▶ **What the exercise asks**
Could you please find each line in the records that contains the word "pair" and copy it?

Collection entries
* * *

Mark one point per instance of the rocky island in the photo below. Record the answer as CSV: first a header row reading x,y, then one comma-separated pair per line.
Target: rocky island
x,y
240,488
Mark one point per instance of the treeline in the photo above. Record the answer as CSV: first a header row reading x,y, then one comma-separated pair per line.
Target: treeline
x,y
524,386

* * *

▶ **Expected answer**
Mark one point per instance of the rocky island in the photo below. Record the answer as CSV: first a header row reading x,y, then one comma-separated pair per line.
Mark one point per instance of the treeline in the photo above. Record the answer as CSV: first a header row reading x,y, then one comma-separated pair per line.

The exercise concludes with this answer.